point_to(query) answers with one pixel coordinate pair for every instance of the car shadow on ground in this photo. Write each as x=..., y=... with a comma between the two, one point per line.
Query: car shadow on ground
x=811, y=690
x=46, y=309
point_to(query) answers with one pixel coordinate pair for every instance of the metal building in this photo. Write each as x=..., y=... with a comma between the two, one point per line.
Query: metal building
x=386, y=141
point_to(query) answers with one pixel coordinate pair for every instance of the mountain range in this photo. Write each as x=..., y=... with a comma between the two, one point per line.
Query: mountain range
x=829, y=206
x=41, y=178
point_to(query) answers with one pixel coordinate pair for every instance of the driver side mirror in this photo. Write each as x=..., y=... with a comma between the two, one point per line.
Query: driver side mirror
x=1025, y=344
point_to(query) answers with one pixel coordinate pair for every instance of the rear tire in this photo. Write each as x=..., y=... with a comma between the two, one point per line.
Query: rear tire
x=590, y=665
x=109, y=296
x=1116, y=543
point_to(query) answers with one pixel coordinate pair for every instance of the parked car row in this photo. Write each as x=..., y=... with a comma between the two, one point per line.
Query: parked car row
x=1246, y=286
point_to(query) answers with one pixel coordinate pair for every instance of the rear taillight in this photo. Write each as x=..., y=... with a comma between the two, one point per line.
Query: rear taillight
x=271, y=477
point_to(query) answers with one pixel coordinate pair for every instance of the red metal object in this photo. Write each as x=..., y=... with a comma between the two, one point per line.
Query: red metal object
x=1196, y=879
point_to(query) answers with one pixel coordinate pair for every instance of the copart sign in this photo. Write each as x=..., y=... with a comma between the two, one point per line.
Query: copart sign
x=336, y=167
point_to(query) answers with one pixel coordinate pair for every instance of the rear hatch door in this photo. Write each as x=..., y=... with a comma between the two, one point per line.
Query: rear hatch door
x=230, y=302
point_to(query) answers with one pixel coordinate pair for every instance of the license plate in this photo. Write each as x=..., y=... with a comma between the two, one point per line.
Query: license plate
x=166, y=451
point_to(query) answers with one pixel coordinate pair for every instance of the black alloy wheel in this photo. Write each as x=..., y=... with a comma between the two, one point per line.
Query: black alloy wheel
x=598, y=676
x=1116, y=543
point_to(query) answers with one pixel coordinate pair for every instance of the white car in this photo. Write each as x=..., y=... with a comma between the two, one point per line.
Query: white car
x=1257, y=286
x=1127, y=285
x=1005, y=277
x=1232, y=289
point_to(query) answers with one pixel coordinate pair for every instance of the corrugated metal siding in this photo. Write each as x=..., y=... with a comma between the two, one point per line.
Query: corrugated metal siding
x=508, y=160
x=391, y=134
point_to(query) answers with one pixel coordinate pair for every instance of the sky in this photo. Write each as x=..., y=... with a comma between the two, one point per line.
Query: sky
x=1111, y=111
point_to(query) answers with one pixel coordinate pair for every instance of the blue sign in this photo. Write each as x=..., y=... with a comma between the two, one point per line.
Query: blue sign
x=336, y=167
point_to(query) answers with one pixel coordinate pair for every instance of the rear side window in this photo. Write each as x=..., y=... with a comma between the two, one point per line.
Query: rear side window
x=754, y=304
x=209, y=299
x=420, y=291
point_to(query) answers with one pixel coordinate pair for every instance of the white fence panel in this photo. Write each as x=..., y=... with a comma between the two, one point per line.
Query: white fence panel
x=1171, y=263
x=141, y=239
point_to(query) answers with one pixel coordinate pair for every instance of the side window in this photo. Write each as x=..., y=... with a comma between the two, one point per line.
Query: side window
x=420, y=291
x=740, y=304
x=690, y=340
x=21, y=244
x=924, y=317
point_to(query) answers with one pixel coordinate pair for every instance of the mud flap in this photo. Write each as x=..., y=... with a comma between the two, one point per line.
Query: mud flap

==================================================

**EXERCISE DESCRIPTION**
Copy every item above word for word, with nothing left out or changed.

**WRITTEN RESPONSE**
point_to(query) answers with one pixel coordinate pair for every instance of the car shadow on ground in this photo. Write each as x=..., y=... with a comma between the two, one point per line.
Query: car shadow on ground
x=811, y=690
x=46, y=309
point_to(query) answers with one pixel coordinate pair for every instance of the metal building in this photo. Write each as x=..., y=... with a comma between the two, one point per line.
Query: metal building
x=386, y=141
point_to(query) answers with one pixel coordinate pair for every instance of the mountain range in this photo. Write each as x=..., y=... with a comma between the two, one point per line.
Query: mountain range
x=829, y=206
x=41, y=178
point_to(query) answers with one pixel coordinate pair for every instance of the driver side mirror in this photo. Write each as x=..., y=... with a comma between the two, one point per line.
Query: driver side mirror
x=1025, y=344
point_to(query) answers with one pixel coordinate pair for every instance of the rear tire in this photo. Write each as x=..., y=... with a comma between the two, one point per line.
Query: rear tire
x=590, y=665
x=109, y=296
x=1116, y=543
point_to(query) answers with one pixel coordinate pair for every instance of the parked car row in this photo. Write each as x=..., y=... with a comma between the two, one point per line.
Query: parked car row
x=1246, y=286
point_to(query) answers with one pixel coordinate pair for every instance of the rear taillight in this photo. Write each as x=..., y=... with a comma between the two, one point per line.
Query: rear taillight
x=271, y=477
point_to(query) answers with one pixel coordinate pair for every instance of the red metal object in this photo. Write each as x=..., y=... with a comma between the two, one point per line.
Query: red metal object
x=1196, y=879
point_to(query) answers with one pixel coordinate pair for every instance of the copart sign in this photo. Write each as x=..., y=... with a comma between the two, one point per line.
Query: copart sign
x=336, y=167
point_to(query) answers with one pixel coordinate pair for every instance of the rear hatch door in this photo. Write each as x=..., y=... with a comma between the two, one point per line.
Query: rear hatch door
x=230, y=302
point_to(query) answers with one pixel coordinate pair for every instance of the license plate in this photo. Write each as x=..., y=... with a comma between the two, one point per line.
Query: license plate
x=166, y=451
point_to(query) answers with one pixel coordinate pair for every instance of the black alloy wheel in this photo. Write each as x=..., y=... with a comma between the two, one point per line.
Query: black alloy wheel
x=598, y=676
x=1116, y=543
point_to(query) answers with one pixel coordinate pair for every instance of the white car in this photo. Write each as x=..., y=... with a comma between the two, one point per line.
Query: white car
x=1257, y=286
x=1127, y=285
x=1005, y=277
x=1232, y=289
point_to(query) answers with one pixel coordinate pair for every instance of the corrugated metal siding in this photo. Write each as x=..., y=... with a comma between the two, one point per line.
Query: corrugated metal siding
x=508, y=160
x=391, y=134
point_to(query) answers with one pixel coordinate pair for every instance of the sky in this photo. Write each as x=..., y=... with a comma between the two, one point per line.
Query: sky
x=1111, y=111
point_to(query) answers with one pixel coordinate pair for every instance of the blue sign in this photo. Write each as x=..., y=... with a comma between the two, one point per line.
Query: blue sign
x=336, y=167
point_to(query) answers with one pixel coordinate pair for every instance of the rear side window in this photo. Write each as x=..., y=... with a comma between the two, one point per line.
Query: rear side window
x=754, y=304
x=209, y=299
x=420, y=291
point_to(query) answers with one pixel coordinate pair for every instance of the white fence panel in this photo. Write each as x=..., y=... with a comma between the two, one point per line.
Query: white fence panel
x=1171, y=263
x=141, y=239
point_to(query) answers with one pixel coordinate pair for every instance of the side window in this photo. Write each as x=..., y=... with a comma between the two, one point per line.
Query: side window
x=420, y=291
x=740, y=304
x=690, y=340
x=21, y=244
x=924, y=317
point_to(query) answers with one pixel coordinate pair for every instance of the mud flap in this photo. Write each as x=..., y=... with a comma between the two, one point per line.
Query: mud flap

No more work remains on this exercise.